## Required work
The material must be repeated exactly, with every line intact.

--- START ---

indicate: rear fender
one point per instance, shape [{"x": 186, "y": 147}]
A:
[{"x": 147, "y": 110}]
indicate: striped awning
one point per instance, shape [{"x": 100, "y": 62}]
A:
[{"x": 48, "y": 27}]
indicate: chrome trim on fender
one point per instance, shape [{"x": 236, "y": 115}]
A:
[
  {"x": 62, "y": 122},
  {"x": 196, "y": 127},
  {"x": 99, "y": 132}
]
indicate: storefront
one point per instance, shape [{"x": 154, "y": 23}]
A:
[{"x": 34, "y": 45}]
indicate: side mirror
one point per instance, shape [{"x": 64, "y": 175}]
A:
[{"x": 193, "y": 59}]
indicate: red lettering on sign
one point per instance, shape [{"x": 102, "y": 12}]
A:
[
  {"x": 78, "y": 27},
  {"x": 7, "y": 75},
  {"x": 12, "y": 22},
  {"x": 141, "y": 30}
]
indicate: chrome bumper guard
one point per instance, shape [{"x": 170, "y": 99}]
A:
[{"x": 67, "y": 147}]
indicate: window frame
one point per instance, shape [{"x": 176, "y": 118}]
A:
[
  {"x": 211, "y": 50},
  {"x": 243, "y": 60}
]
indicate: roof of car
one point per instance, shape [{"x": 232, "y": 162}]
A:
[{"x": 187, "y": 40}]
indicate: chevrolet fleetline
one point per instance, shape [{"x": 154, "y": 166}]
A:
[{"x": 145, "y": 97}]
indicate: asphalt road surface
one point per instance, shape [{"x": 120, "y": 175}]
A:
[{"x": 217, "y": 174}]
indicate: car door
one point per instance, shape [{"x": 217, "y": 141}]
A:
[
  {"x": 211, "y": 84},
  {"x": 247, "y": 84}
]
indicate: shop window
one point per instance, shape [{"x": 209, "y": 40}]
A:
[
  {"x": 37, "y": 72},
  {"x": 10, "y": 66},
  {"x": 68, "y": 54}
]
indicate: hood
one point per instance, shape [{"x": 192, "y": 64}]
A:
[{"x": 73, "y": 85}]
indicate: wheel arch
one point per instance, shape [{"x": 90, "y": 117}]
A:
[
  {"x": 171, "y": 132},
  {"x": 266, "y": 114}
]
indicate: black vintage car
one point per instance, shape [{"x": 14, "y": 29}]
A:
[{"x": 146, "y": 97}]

--- END ---

## Written solution
indicate: rear fender
one point per instance, shape [{"x": 186, "y": 147}]
A:
[{"x": 147, "y": 110}]
indicate: striped awning
one point per instance, shape [{"x": 100, "y": 62}]
A:
[{"x": 48, "y": 27}]
indicate: chrome trim on fender
one point per instance, shape [{"x": 236, "y": 115}]
A:
[
  {"x": 62, "y": 122},
  {"x": 196, "y": 127},
  {"x": 99, "y": 132}
]
indicate: storefront
one point per instance, shape [{"x": 154, "y": 23}]
A:
[{"x": 34, "y": 45}]
indicate: side mirror
one point per instance, shape [{"x": 64, "y": 175}]
A:
[{"x": 193, "y": 59}]
indicate: red lettering on sign
one point per instance, shape [{"x": 102, "y": 12}]
A:
[
  {"x": 78, "y": 27},
  {"x": 7, "y": 75},
  {"x": 12, "y": 22},
  {"x": 141, "y": 30}
]
indicate: chrome bumper guard
one point per instance, shape [{"x": 170, "y": 99}]
A:
[{"x": 67, "y": 147}]
indicate: window frame
one point per instance, shape [{"x": 176, "y": 118}]
A:
[
  {"x": 211, "y": 50},
  {"x": 243, "y": 60}
]
indicate: roof of car
one point per instance, shape [{"x": 232, "y": 162}]
A:
[{"x": 187, "y": 40}]
indicate: chevrolet fleetline
one point per instance, shape [{"x": 154, "y": 166}]
A:
[{"x": 145, "y": 97}]
indicate: asphalt road surface
one point per instance, shape [{"x": 120, "y": 175}]
A:
[{"x": 217, "y": 174}]
indicate: car door
one point per instance, shape [{"x": 217, "y": 141}]
A:
[
  {"x": 211, "y": 84},
  {"x": 247, "y": 84}
]
indicate: shop window
one point per instance, shape [{"x": 209, "y": 40}]
A:
[
  {"x": 37, "y": 72},
  {"x": 10, "y": 66},
  {"x": 68, "y": 54}
]
indicate: hood
one point per instance, shape [{"x": 192, "y": 64}]
A:
[{"x": 73, "y": 85}]
indicate: wheel arch
one point per instance, shape [{"x": 90, "y": 117}]
A:
[
  {"x": 171, "y": 132},
  {"x": 266, "y": 114}
]
indicate: black vintage car
one point per instance, shape [{"x": 14, "y": 29}]
A:
[{"x": 146, "y": 97}]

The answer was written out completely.